== DOCUMENT EXCERPT

What it is like experiences, knowledge, and rationality

I have long had an interest in the role that what it is like experiences play in moral knowledge and the formation of rational conceptions of the good.  I wrote about some of my thoughts in some of my earlier work on Rawls.   I have been thinking more about this matter as I have been writing a response to L.A. Paul’s recent paper on the rationality of choosing to have a child (HC).

The argument is, by now, familiar.  So, I won’t go into great detail.  The upshot is that we cannot make rational decisions to have a child because making such decisions requires knowledge of what it is like to have a child (= phenomenal knowledge) and, before we have a child, we lack this knowledge.

Before I get into some of the problems I have with Paul’s argument, let me say that I love this paper, even if I basically disagree with its conclusion.  Not only was it pure fun to read, it raises an important challenge to an assumption that many of us make without even a second thought.  And, it does so in a really interesting way, by relying on something that many of us who have had children believe to be true, namely, that there is something uniquely transformative about the experience of having a child.

Ok, so now on to one of my main worries.  Paul’s view is that there are no other bases for determining what it is like to HC than the experience of actually having a child of your own.  You cannot know what it is like to HC from your experiences with other people’s children, for example.

This seems false.  The problem with Paul’s argument is that it seems to conceive of the experience of what it is like to HC as one unified and distinct experience (namely, the what it is like experience of having a child).  However, alternatively, one can conceive of the experience of what it is like to HC as being made up of distinct what it is like experiences, for example, of what it is like to care for, what it is like to meet the needs of, and what it is like to play and spend leisure time with, and laugh with and be angry at.  While we do not and cannot have experiences of these types in relation to the child we are considering having before having her, we can and have had them with other individuals.  From these types of experiences, we can and do know something about what it will be like to have experiences of these types, even if we do not know what it will be like to have these types of experiences with our own child specifically.

====
== PROVIDED MATERIAL

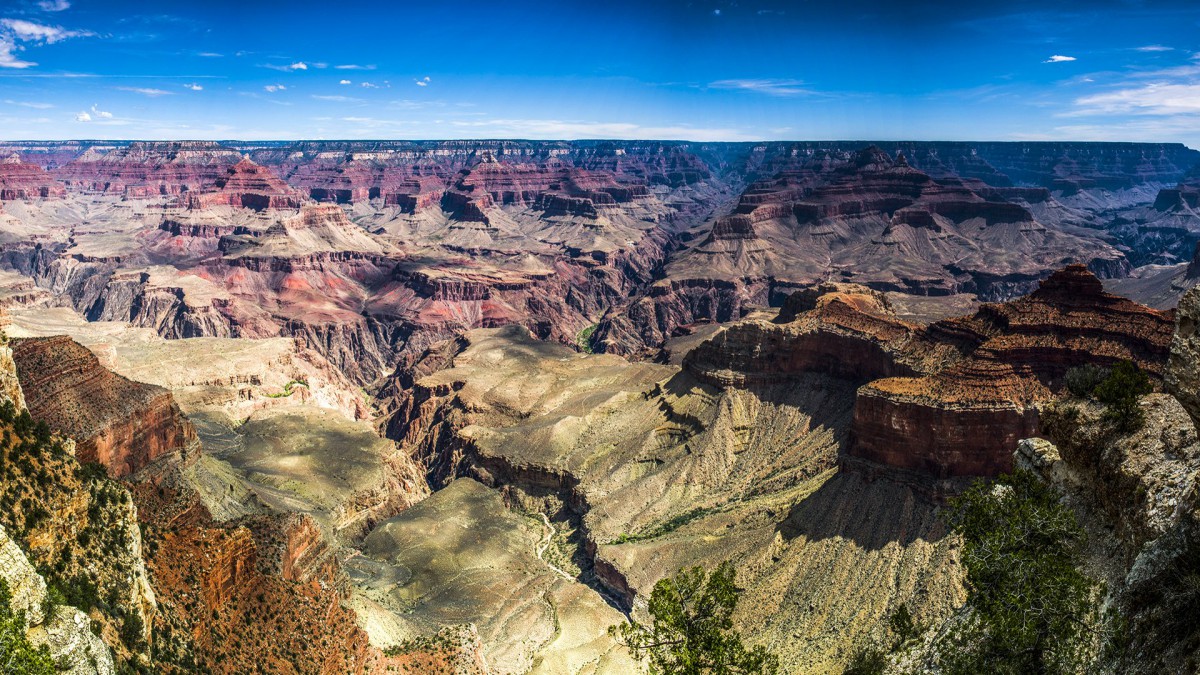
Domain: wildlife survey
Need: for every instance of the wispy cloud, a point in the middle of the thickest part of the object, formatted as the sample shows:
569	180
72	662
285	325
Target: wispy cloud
288	67
768	87
569	130
40	34
18	34
10	60
29	105
145	91
1157	99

====

• EXERCISES TO COMPLETE:
1. In the essay on what it is like experiences, which what it is like experiences does the author list as making up the experience of what it is like to have a child? Please list them all.
2. Carry the essay on what it is like experiences forward from its final sentence.

• TASK RESPONSES:
1.
- what it is like to care for
- what it is like to meet the needs of
- what it is like to play and spend leisure time with
- what it is like to laugh with
- what it is like to be angry at

2.
To make the point more vivid, return to the case of Mary.  As Paul suggests, seeing red will be transformative for Mary.  This transformation occurs because Mary, having only experienced black and white, has no experience of what it is like to see colour and, as a result, cannot project from her past experiences to know what it will be like to see red.  This is why, before seeing red, she cannot know what it will be like.  However, things are different if Mary is in a pink-room and is considering seeing red.  If she is in a pink-room, she can, on the basis of her experiences of seeing pink know something about what it will be like to see red, since pink is not only a colour but is also a red-like-colour and she knows this to be the case.  So, she can know what feelings, beliefs, desires, and dispositions will be caused by her experience of seeing a red-like-colour.  She can know for example, that she enjoys seeing red-like-colours, finds it exciting, and that she desires to see more.  Moreover, to the extent that pink is a red-like colour, she can know something about what it will be like to find “red-like-colours” in particular, joyful and exciting.  In short, having experiences of a closely related type such as seeing pink, a red-like colour, can serve as basis for knowing what is like to see red and, ultimately, for knowing whether she will value seeing red.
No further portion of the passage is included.